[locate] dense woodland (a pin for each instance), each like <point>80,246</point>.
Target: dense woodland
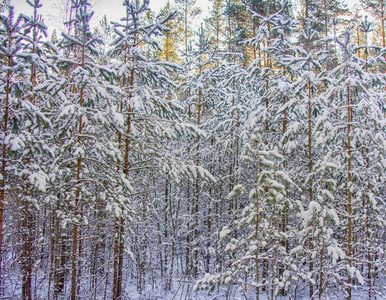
<point>149,159</point>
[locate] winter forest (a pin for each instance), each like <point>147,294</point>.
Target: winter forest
<point>151,158</point>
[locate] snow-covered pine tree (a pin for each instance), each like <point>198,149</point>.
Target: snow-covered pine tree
<point>353,128</point>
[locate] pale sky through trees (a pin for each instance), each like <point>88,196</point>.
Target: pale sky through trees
<point>113,9</point>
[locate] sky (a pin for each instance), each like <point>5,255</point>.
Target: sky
<point>113,9</point>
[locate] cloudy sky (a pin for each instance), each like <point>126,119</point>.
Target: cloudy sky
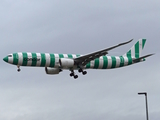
<point>81,26</point>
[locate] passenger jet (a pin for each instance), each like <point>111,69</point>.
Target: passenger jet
<point>55,63</point>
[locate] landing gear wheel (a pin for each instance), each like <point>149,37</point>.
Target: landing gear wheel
<point>71,74</point>
<point>18,70</point>
<point>84,72</point>
<point>76,76</point>
<point>80,70</point>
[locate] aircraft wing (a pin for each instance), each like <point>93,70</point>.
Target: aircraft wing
<point>138,59</point>
<point>83,60</point>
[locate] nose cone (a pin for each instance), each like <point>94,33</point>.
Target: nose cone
<point>5,59</point>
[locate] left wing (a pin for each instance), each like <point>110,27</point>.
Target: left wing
<point>83,60</point>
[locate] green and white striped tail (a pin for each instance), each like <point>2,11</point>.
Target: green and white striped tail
<point>136,50</point>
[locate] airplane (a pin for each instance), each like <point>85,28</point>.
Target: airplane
<point>56,63</point>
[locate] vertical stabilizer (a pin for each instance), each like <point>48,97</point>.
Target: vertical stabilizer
<point>136,50</point>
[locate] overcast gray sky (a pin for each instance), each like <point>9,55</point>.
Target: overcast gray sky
<point>81,26</point>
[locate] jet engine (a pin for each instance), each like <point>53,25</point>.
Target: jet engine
<point>52,70</point>
<point>66,63</point>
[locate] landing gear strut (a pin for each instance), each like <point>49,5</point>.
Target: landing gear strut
<point>83,72</point>
<point>18,69</point>
<point>73,74</point>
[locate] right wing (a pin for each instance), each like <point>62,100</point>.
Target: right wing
<point>83,60</point>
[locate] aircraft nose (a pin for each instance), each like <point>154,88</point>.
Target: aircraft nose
<point>5,59</point>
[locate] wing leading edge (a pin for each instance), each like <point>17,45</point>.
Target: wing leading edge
<point>83,60</point>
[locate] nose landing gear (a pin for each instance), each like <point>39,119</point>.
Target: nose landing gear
<point>73,74</point>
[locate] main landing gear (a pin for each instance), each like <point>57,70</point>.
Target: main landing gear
<point>73,74</point>
<point>18,69</point>
<point>81,71</point>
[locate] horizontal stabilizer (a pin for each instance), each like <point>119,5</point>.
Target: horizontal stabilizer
<point>139,59</point>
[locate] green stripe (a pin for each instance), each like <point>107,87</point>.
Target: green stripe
<point>88,65</point>
<point>105,62</point>
<point>61,56</point>
<point>121,61</point>
<point>43,60</point>
<point>96,63</point>
<point>52,60</point>
<point>77,55</point>
<point>143,43</point>
<point>25,56</point>
<point>15,58</point>
<point>137,50</point>
<point>34,59</point>
<point>129,57</point>
<point>70,56</point>
<point>113,62</point>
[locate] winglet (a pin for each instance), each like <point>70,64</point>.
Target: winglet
<point>139,59</point>
<point>125,42</point>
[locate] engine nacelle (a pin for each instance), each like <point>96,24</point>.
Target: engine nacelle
<point>66,63</point>
<point>52,70</point>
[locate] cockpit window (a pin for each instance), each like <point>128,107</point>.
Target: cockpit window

* * * * * * *

▸ Work instructions
Everything above from the line containing "Target: cloudy sky" down to the line containing "[locate] landing gear wheel" is to be duplicated exactly, both lines included, and the pictures are to be omitted.

▸ Solution to this exercise
Target: cloudy sky
<point>81,26</point>
[locate] passenger jet (a pin for each instance), each like <point>111,69</point>.
Target: passenger jet
<point>55,63</point>
[locate] landing gear wheel (a pin for each instance), each like <point>149,37</point>.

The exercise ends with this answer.